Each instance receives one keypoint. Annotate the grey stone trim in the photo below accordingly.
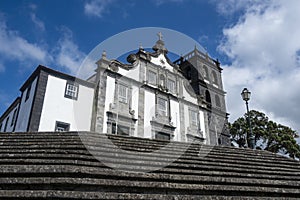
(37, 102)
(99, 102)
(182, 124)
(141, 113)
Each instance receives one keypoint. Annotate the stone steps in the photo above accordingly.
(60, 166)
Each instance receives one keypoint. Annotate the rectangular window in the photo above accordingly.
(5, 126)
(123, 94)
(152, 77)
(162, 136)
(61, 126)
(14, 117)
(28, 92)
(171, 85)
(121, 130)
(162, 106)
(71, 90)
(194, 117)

_ _ _ _ _ _ _

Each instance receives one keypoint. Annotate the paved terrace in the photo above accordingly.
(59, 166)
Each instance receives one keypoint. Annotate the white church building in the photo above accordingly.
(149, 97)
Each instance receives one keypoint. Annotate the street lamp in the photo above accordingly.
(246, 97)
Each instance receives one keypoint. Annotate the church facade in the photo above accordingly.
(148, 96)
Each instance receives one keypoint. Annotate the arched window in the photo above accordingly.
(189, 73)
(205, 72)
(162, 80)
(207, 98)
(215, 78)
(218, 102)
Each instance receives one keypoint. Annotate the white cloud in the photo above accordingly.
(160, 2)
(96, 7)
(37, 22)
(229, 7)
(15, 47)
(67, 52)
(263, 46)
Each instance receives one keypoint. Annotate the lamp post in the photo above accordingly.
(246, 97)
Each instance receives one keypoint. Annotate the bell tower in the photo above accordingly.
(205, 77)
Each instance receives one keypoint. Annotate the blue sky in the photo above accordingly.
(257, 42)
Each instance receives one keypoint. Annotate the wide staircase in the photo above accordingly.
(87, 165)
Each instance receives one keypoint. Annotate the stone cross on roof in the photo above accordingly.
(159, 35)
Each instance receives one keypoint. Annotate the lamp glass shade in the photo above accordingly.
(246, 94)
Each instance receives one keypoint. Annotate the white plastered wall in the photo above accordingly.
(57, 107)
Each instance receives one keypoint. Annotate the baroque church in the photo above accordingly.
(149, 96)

_ _ _ _ _ _ _

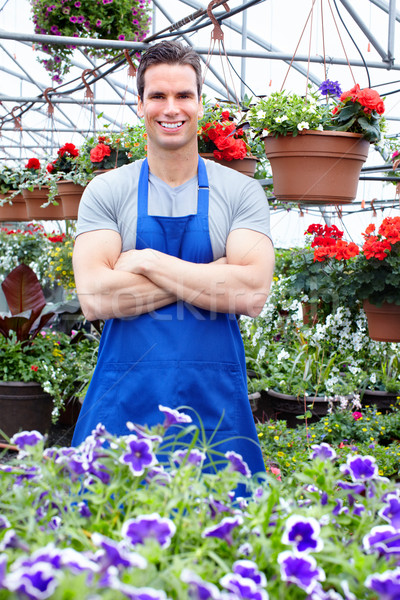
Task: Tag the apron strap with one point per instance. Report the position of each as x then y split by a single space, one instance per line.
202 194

_ _ _ _ _ _ _

> [Goal]:
Extract each line of the records that contains the word "lamp", and treat uppercase and lowercase letters as different.

> [Solution to the exercise]:
Each instance receives one keypoint. Annotate the street lamp in the photo above accordingly.
Each instance receives one keypoint. Annotate the lamp post in the photo above accordingly.
Each instance receives one keypoint. Annotate the lamp glass shade in the photo above accordingly.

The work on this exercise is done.